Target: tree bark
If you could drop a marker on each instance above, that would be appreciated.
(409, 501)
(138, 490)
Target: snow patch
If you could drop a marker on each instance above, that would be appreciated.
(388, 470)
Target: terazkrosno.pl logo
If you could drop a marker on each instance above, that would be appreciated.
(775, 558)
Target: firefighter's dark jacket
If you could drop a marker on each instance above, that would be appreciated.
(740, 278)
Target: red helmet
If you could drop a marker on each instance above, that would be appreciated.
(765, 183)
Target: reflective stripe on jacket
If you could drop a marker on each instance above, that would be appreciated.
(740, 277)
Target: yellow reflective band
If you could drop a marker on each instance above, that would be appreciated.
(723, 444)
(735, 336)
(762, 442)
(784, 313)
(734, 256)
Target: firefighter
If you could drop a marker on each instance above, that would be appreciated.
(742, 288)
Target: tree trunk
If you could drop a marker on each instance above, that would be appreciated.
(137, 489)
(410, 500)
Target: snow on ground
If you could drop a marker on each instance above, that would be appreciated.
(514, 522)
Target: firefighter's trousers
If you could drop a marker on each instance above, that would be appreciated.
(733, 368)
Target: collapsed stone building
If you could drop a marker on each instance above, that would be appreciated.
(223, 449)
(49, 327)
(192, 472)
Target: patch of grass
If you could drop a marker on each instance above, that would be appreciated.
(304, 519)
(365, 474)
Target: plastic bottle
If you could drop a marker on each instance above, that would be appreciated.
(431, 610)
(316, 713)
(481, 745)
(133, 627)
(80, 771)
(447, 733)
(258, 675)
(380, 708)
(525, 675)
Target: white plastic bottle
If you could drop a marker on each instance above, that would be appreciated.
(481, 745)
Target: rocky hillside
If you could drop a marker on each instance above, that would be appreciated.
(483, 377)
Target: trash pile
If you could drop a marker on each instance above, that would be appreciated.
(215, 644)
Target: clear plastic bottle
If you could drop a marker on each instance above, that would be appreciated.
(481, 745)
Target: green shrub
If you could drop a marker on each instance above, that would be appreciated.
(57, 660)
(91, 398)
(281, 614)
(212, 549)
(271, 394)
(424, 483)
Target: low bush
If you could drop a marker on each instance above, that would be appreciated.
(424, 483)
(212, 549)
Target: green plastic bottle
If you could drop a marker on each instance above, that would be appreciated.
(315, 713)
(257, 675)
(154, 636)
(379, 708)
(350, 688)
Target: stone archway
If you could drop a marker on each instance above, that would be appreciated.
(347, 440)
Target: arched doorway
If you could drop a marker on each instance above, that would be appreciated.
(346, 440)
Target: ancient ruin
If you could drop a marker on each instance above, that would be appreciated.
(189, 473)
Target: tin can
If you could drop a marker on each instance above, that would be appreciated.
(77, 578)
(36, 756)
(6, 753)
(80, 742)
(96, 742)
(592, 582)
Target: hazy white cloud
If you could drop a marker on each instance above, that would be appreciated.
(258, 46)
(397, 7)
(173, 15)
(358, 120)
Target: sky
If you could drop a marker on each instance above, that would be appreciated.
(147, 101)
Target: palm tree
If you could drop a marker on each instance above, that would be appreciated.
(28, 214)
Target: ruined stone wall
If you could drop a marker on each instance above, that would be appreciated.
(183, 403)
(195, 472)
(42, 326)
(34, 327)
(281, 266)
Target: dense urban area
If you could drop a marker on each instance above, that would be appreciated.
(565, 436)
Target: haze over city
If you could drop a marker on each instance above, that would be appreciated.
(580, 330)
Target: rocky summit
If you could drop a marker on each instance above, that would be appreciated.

━━━━━━━━━━━━━━━━━━━━

**Written task:**
Starting at the line that has "Target: palm tree" and ending with the last line, write out all of those lines again, including the ones that ask for markers, and shift every point coordinate up by 134.

**The response:**
Target: palm tree
If you could drop a marker on each instance above, that would be appreciated.
(162, 348)
Target: ruined stone wall
If you could drop a marker on each instance above, that would be appreciated.
(317, 537)
(329, 606)
(176, 460)
(168, 461)
(415, 400)
Target: dense urban area
If you could drop a marker on each instance above, that would be appreciated.
(699, 570)
Target: haze over city
If you could drop a marker on each instance above, that would be appreciated.
(714, 464)
Target: rocky summit
If you could drop a marker on each instance above, that would be appreciated.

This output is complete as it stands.